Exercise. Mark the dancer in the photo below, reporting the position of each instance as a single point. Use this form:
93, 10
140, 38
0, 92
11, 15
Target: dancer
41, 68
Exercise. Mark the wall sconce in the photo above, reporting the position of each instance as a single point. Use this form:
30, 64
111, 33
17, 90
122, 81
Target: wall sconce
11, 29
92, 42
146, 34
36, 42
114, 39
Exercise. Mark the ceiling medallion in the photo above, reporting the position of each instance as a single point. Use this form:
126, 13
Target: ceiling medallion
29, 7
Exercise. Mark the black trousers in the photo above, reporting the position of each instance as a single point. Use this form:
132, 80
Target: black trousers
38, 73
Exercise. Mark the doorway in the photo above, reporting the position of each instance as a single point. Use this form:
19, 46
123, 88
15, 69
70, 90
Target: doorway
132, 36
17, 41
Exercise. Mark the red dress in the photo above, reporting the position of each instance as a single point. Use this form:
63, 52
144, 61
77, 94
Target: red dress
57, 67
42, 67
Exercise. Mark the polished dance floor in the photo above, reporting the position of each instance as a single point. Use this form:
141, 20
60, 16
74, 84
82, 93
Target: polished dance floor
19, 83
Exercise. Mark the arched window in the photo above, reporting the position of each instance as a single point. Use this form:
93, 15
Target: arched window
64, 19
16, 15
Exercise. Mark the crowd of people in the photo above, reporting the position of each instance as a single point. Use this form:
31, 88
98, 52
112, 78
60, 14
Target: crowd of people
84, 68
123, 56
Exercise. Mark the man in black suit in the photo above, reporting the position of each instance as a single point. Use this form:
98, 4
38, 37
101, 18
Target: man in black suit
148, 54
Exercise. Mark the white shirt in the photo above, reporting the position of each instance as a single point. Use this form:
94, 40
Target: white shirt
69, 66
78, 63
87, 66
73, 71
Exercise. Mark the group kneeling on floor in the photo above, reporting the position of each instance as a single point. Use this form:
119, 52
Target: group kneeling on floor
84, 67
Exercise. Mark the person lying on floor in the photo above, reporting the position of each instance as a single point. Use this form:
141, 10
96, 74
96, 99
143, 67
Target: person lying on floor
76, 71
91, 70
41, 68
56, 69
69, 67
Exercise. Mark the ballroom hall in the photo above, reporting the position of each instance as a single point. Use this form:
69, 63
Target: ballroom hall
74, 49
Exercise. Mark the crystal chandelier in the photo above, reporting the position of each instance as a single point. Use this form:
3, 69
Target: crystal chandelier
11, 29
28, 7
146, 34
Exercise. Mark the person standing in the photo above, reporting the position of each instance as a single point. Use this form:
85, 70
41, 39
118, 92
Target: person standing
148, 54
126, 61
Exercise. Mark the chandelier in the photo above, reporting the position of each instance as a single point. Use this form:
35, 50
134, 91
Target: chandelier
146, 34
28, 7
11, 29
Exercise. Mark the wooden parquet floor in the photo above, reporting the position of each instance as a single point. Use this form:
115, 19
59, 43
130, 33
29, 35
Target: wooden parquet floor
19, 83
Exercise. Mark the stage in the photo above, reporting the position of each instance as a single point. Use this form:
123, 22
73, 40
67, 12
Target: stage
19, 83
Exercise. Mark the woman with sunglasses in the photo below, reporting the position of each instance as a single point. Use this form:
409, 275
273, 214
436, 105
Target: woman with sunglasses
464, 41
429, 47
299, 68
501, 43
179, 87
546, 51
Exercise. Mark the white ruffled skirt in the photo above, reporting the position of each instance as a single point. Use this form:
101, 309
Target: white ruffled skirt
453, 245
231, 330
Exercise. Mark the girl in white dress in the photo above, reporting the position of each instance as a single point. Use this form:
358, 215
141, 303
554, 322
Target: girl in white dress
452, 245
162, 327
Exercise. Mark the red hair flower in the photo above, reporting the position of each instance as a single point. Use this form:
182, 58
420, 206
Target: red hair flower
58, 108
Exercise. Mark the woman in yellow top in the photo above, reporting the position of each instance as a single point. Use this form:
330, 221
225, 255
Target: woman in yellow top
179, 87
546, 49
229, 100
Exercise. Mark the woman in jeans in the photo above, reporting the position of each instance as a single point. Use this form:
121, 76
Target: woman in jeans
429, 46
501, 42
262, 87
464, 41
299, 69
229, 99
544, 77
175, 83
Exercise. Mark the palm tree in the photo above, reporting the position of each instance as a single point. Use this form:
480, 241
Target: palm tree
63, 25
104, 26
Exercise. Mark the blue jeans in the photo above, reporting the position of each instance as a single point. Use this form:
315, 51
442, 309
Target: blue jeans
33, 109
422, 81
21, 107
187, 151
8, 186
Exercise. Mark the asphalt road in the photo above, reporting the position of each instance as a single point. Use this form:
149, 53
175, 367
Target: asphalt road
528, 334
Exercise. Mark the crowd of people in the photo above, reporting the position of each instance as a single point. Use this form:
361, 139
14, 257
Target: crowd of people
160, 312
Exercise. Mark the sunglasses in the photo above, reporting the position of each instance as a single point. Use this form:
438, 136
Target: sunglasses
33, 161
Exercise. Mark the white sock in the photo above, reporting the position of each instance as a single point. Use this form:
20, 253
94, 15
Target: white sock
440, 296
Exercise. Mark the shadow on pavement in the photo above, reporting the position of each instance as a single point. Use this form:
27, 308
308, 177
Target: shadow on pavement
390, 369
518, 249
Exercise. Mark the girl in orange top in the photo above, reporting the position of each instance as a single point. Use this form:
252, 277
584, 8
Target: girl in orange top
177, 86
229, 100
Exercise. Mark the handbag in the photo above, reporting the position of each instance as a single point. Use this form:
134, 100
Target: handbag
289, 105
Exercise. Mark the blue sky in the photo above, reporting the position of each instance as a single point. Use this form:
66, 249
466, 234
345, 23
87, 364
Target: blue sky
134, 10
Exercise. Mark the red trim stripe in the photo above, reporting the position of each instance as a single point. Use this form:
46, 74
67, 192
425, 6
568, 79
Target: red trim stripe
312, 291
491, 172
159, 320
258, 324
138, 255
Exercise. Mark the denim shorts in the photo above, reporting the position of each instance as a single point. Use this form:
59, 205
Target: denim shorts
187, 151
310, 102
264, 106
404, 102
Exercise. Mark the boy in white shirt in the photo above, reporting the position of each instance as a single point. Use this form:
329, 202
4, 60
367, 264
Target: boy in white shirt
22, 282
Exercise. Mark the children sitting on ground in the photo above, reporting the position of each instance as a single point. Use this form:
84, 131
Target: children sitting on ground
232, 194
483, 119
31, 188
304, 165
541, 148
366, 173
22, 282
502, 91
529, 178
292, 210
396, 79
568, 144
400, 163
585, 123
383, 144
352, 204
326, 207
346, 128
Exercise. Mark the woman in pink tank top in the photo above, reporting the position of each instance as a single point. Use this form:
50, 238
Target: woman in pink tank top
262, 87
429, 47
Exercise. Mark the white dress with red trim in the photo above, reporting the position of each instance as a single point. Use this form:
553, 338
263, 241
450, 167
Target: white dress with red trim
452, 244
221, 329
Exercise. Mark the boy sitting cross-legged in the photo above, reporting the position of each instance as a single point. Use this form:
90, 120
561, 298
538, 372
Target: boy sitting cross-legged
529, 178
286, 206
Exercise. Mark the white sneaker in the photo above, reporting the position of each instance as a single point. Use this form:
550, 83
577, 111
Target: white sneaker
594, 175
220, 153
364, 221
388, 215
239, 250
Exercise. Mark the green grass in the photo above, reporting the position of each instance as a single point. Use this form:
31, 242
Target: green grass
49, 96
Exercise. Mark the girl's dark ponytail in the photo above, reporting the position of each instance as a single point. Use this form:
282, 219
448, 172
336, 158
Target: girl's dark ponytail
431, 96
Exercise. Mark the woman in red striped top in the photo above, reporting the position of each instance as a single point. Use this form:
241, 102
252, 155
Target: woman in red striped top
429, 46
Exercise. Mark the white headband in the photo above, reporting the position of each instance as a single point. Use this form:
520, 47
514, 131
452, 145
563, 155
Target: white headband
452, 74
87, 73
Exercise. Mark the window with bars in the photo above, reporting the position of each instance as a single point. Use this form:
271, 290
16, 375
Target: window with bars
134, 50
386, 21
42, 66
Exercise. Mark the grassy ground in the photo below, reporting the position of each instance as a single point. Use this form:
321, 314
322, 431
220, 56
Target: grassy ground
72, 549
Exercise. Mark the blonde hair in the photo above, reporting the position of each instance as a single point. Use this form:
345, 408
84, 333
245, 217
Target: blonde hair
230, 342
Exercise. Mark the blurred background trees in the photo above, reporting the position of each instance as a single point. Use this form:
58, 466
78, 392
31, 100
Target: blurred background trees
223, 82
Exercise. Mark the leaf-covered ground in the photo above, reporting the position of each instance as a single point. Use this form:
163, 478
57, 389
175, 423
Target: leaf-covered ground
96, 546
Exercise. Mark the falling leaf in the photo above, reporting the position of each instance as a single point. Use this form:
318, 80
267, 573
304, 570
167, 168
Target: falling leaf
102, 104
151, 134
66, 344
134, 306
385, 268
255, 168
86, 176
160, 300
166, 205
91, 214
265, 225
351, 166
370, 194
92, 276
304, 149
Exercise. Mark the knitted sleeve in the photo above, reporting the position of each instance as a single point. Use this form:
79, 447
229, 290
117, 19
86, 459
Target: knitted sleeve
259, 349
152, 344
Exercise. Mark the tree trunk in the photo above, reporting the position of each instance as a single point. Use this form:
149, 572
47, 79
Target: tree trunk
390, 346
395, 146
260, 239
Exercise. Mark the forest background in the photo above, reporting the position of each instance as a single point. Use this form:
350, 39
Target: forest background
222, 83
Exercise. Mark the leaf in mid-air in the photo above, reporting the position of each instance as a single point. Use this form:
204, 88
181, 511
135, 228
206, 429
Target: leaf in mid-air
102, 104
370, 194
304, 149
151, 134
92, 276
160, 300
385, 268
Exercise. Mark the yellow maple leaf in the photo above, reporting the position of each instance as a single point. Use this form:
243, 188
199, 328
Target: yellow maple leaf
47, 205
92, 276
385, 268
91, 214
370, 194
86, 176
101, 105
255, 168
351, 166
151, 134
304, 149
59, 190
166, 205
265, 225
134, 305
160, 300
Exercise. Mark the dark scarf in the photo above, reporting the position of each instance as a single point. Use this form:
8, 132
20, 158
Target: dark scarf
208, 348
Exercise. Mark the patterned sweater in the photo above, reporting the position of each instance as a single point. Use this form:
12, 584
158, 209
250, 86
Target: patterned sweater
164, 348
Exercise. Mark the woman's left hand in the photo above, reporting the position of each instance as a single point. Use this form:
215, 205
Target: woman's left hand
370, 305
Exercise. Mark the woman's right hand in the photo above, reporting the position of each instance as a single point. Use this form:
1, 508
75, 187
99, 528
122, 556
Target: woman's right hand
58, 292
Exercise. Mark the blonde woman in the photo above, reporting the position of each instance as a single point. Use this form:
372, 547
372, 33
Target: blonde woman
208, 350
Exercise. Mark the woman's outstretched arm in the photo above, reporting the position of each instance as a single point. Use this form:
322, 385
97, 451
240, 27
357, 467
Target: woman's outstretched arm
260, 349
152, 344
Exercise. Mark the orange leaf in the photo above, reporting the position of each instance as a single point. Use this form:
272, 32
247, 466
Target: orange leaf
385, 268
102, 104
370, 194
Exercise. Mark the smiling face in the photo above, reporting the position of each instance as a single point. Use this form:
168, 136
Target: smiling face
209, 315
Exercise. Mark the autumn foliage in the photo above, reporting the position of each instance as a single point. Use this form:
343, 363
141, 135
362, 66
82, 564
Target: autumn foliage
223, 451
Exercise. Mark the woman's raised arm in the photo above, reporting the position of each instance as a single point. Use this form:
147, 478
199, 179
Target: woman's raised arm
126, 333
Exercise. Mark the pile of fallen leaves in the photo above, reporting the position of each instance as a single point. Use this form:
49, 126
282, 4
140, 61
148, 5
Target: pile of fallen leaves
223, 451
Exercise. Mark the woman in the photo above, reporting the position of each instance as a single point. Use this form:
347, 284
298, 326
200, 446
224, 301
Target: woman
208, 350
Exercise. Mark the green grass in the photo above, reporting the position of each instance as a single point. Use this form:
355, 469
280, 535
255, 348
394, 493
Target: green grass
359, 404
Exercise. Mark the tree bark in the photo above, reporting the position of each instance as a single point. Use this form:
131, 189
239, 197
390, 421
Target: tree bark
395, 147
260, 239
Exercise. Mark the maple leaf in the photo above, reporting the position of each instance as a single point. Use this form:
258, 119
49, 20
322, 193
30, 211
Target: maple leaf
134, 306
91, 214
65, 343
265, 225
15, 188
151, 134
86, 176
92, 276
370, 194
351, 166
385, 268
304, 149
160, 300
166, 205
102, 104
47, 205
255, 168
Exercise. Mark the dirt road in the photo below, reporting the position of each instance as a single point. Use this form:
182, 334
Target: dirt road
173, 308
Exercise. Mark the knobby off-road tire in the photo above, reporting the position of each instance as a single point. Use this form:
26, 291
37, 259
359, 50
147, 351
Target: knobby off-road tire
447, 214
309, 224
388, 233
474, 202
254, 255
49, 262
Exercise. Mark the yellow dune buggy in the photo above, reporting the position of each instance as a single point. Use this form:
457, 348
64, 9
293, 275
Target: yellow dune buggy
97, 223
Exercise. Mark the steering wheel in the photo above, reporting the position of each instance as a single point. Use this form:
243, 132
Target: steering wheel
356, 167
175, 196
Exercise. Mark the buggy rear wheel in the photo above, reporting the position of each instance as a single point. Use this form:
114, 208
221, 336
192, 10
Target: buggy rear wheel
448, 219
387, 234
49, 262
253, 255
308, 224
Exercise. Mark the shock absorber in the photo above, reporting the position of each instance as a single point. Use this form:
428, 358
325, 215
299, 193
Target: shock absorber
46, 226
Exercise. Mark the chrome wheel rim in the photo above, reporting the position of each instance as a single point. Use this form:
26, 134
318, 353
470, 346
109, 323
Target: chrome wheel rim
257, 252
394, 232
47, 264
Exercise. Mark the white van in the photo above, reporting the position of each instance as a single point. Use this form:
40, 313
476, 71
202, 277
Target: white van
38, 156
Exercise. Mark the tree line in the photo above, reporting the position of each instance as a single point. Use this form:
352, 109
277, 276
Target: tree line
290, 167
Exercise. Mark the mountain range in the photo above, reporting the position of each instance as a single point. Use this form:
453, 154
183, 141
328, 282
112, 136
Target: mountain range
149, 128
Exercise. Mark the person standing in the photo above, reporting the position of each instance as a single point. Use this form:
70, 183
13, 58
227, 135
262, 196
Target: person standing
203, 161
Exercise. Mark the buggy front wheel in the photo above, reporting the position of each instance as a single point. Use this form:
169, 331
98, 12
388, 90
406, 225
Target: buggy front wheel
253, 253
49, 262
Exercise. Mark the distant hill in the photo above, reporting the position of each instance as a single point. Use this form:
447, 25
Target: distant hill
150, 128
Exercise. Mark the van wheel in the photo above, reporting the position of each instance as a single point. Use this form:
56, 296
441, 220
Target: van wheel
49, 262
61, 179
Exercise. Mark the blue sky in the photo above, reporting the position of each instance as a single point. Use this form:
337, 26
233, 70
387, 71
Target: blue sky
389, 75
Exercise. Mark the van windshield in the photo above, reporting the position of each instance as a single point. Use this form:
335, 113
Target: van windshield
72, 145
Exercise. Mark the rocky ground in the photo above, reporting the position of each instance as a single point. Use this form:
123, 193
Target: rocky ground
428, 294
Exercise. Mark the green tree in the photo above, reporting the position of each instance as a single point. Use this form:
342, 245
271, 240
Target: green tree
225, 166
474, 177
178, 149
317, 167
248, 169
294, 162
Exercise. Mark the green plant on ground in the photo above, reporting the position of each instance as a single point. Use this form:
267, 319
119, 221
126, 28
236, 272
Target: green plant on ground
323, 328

————————

**What needs to be done**
Where a line of the records includes "below", copy it.

**Output**
Exercise. Mark the dancer in the photo below, reporting the position of each instance as a single point. Use this form:
Exercise. Mark the woman with sunglasses in the photo below, reporting the position of each instance as a single point. Use this form:
Exercise. Mark the grassy ground in the photo below, reporting the position of each instance as a single point. Use this form:
Exercise. Mark the dirt road in the photo below, reporting the position of each instance as a single point. Use this form:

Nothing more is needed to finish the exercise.